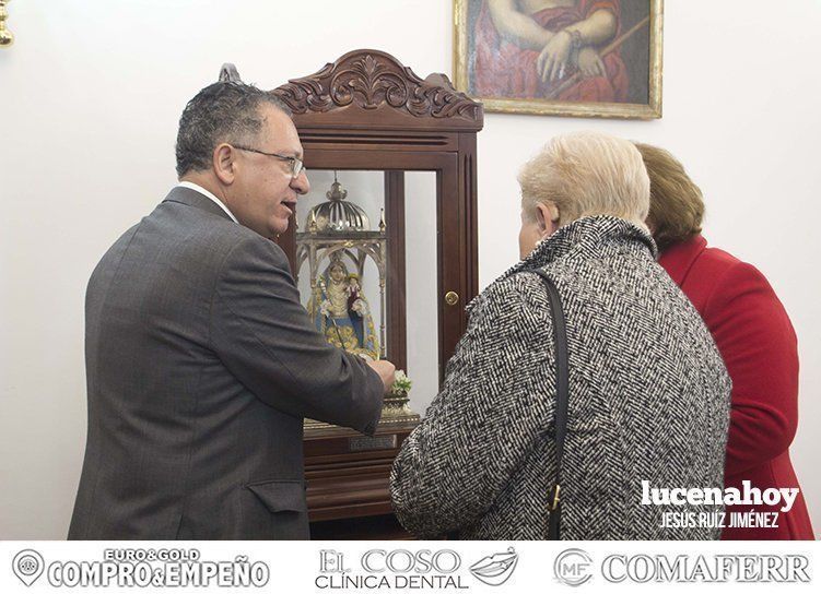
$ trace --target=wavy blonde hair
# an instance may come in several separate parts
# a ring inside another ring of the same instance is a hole
[[[687,241],[701,233],[704,199],[684,166],[668,151],[635,143],[650,177],[650,212],[647,225],[659,250]]]
[[[650,181],[632,142],[599,132],[551,140],[519,171],[528,221],[547,204],[563,226],[583,216],[611,215],[646,229]]]

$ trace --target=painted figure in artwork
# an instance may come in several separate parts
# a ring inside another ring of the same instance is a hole
[[[379,340],[360,278],[348,272],[339,257],[331,257],[317,278],[307,310],[330,344],[370,359],[379,358]]]
[[[619,0],[481,1],[474,32],[477,95],[628,100],[628,71],[619,50],[601,54],[620,33]]]

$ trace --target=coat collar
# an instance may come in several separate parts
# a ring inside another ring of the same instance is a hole
[[[539,241],[533,251],[504,276],[526,269],[543,268],[570,253],[598,257],[606,243],[625,240],[644,245],[653,258],[658,253],[650,234],[634,223],[609,215],[585,216]]]
[[[228,213],[223,211],[219,204],[215,204],[213,202],[213,200],[209,199],[206,195],[202,195],[196,190],[191,190],[190,188],[185,188],[183,186],[173,188],[172,191],[168,192],[168,195],[165,197],[165,200],[163,200],[163,202],[177,202],[179,204],[186,204],[187,206],[193,206],[195,209],[200,209],[202,211],[207,211],[211,214],[215,214],[216,216],[221,216],[223,218],[226,218],[227,221],[231,221]]]
[[[658,257],[658,263],[667,271],[670,278],[681,286],[690,269],[705,249],[707,249],[707,240],[696,234],[687,241],[673,243],[662,251]]]

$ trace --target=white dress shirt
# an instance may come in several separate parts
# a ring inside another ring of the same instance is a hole
[[[237,224],[239,223],[239,222],[238,222],[238,221],[236,219],[236,216],[234,216],[234,213],[232,213],[232,212],[231,212],[231,211],[228,210],[228,207],[227,207],[227,206],[226,206],[226,205],[225,205],[225,204],[223,203],[223,201],[222,201],[222,200],[220,200],[219,198],[216,198],[216,197],[215,197],[214,194],[212,194],[212,193],[211,193],[211,192],[209,192],[208,190],[206,190],[206,189],[204,189],[204,188],[203,188],[202,186],[197,186],[196,183],[193,183],[193,182],[191,182],[191,181],[180,181],[179,183],[177,183],[177,188],[188,188],[189,190],[193,190],[195,192],[199,192],[199,193],[201,193],[201,194],[202,194],[202,195],[204,195],[206,198],[210,198],[211,200],[213,200],[214,202],[216,202],[216,204],[219,204],[219,205],[220,205],[220,207],[221,207],[221,209],[222,209],[223,211],[225,211],[225,213],[227,213],[227,215],[228,215],[228,216],[231,217],[231,219],[232,219],[232,221],[233,221],[234,223],[237,223]]]

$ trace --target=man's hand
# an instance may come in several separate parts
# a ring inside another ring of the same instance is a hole
[[[371,369],[379,373],[379,379],[382,380],[382,383],[385,387],[385,393],[387,394],[390,390],[390,387],[394,385],[394,380],[396,379],[396,366],[385,359],[380,359],[378,361],[367,361],[367,365],[371,366]]]
[[[578,50],[576,62],[578,70],[585,79],[603,76],[606,74],[605,62],[601,61],[601,56],[589,46]]]
[[[566,31],[560,31],[550,38],[548,45],[536,60],[536,71],[542,82],[551,82],[564,76],[567,60],[573,49],[573,36]]]

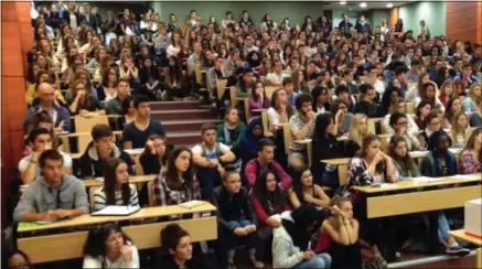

_____

Exercise details.
Report each line of the material in which the word "target" appears, copying those lines in full.

Exercise result.
$ trace --target=wavy blonde hair
$ trace --target=painted figure in artwork
$ trace --target=coat collar
$ trace --target=white dress shirt
$ trace --target=man's hand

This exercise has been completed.